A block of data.
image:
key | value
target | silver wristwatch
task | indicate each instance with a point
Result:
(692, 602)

==

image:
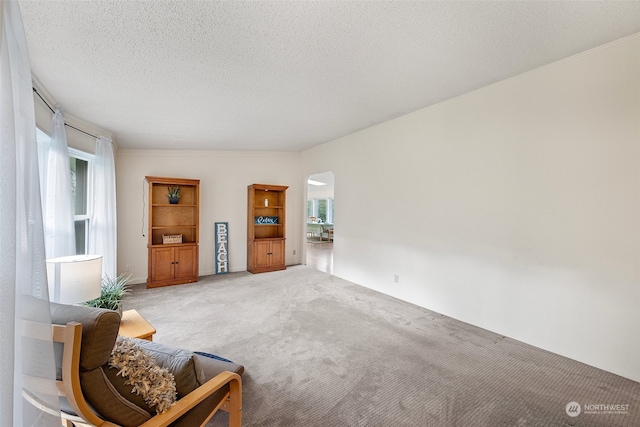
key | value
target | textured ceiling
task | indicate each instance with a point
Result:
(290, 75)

Request.
Pick out and copy each line of the entries above that contains the string "target". Case counts.

Response to the exercise.
target | silver wristwatch
target | textured ceiling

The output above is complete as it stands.